[Text segment Boundary: Start]
Read Alignment or Pseudo‐alignment - iffatAGheyas/bioinformatics-tutorial-wiki GitHub Wiki

4.4 Read Alignment & Pseudo-alignment

Mapping your trimmed reads to a reference (genome or transcriptome) is a key step. You have two main approaches:

  1. Genome-based alignment (full spliced mapping → BAM)
    – STAR or HISAT2
    – produces BAM files for QC, visualisation, and gene-level counting

  2. Alignment-free quantification (quasi-mapping → transcript counts)
    – Salmon or Kallisto
    – directly estimates transcript abundances (fast, low RAM)


4.4.1 Genome-based: STAR

Installation

# Install
conda install -c bioconda star

# 1. Index the genome (do once)
STAR --runThreadN 8 \
     --runMode genomeGenerate \
     --genomeDir ref/star_index \
     --genomeFastaFiles ref/genome.fa \
     --sjdbGTFfile ref/annotations.gtf \
     --sjdbOverhang 100

# 2. Align paired-end reads
mkdir -p align/star
STAR --runThreadN 8 \
     --genomeDir ref/star_index \
     --readFilesIn trimmed/SampleA_R1.fastq.gz trimmed/SampleA_R2.fastq.gz \
     --readFilesCommand zcat \
     --outFileNamePrefix align/star/SampleA. \
     --outSAMtype BAM SortedByCoordinate \
     --quantMode GeneCounts

# Outputs:
# - align/star/SampleA.Aligned.sortedByCoord.out.bam       (sorted BAM)
# - align/star/SampleA.Aligned.sortedByCoord.out.bam.bai   (index)
# - align/star/SampleA.GeneCounts.tsv                      (raw gene‐level counts)

HISAT2

# Install
conda install -c bioconda hisat2

# 1. Build the index
hisat2-build ref/genome.fa ref/hisat2_index/genome

# 2. Align reads & sort
mkdir -p align/hisat2
hisat2 -p 8 \
       --dta \                          # ideal for transcriptome assembly
       -x ref/hisat2_index/genome \
       -1 trimmed/SampleA_R1.fastq.gz \
       -2 trimmed/SampleA_R2.fastq.gz \
  | samtools sort -@4 -o align/hisat2/SampleA.bam -

samtools index align/hisat2/SampleA.bam

# Outputs:
# - align/hisat2/SampleA.bam      (sorted BAM)
[Text segment Boundary: End]
**Exercises**
1. In the read alignment tutorial, transcribe the part that begins at the words "Mapping your trimmed" and stops after "mapping → BAM)".
2. Which two tools does the read alignment tutorial name for alignment-free quantification?
3. Translate this sentence from the read alignment tutorial into Spanish: "Mapping your trimmed reads to a reference (genome or transcriptome) is a key step."
The data after the text are not needed for this work.
[Information supplied Boundary: Start]
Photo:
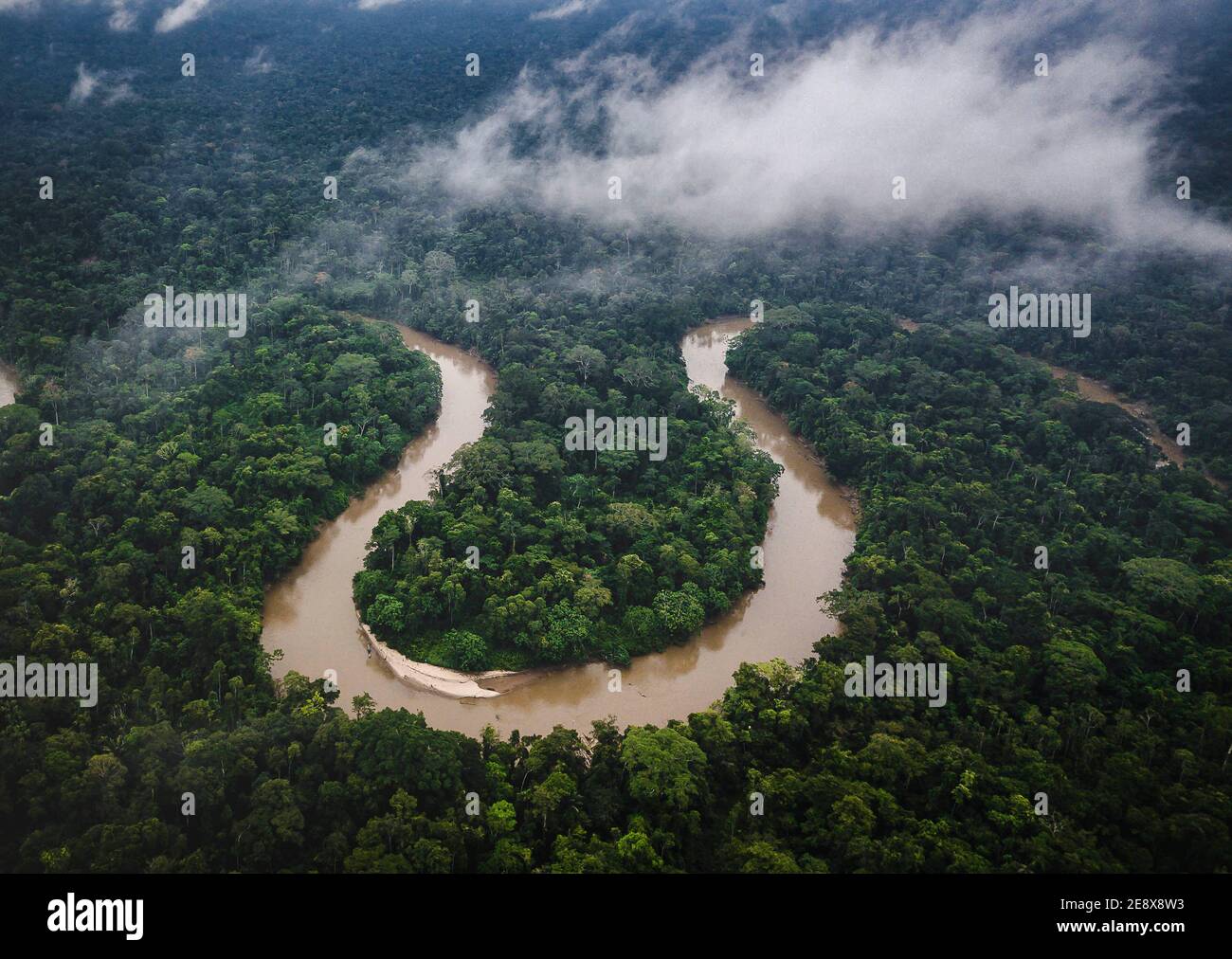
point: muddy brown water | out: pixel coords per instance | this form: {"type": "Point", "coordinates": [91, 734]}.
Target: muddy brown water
[Information supplied Boundary: End]
**Task-by-task answers**
1.
Mapping your trimmed reads to a reference (genome or transcriptome) is a key step. You have two main approaches:

  1. Genome-based alignment (full spliced mapping → BAM)

2. Salmon or Kallisto.

3. Mapear tus lecturas recortadas contra una referencia (genoma o transcriptoma) es un paso clave.